>>

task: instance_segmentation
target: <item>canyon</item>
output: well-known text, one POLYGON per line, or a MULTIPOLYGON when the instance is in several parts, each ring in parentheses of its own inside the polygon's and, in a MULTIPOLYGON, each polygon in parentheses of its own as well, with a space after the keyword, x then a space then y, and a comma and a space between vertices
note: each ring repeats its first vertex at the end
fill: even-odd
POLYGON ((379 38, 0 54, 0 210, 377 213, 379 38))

<<

## TASK STATEMENT
Reproduce every line of the items above, requests included, and rescale each vertex coordinate in the answers by multiplying it by 0.55 and rounding to the nearest whole number, with halves rounded up.

## EXPECTED ANSWER
task: instance_segmentation
target: <item>canyon</item>
output: well-known text, one POLYGON per line, or a MULTIPOLYGON when the instance is in several parts, each ring in parentheses of its own inside the polygon's and, in a MULTIPOLYGON, each polygon in parentheses of its own as well, with a space after the keyword, x then a space then y, and a comma and a space between vertices
note: each ring repeats its first vertex at the end
fill: even-odd
POLYGON ((208 21, 0 30, 0 116, 207 117, 208 21))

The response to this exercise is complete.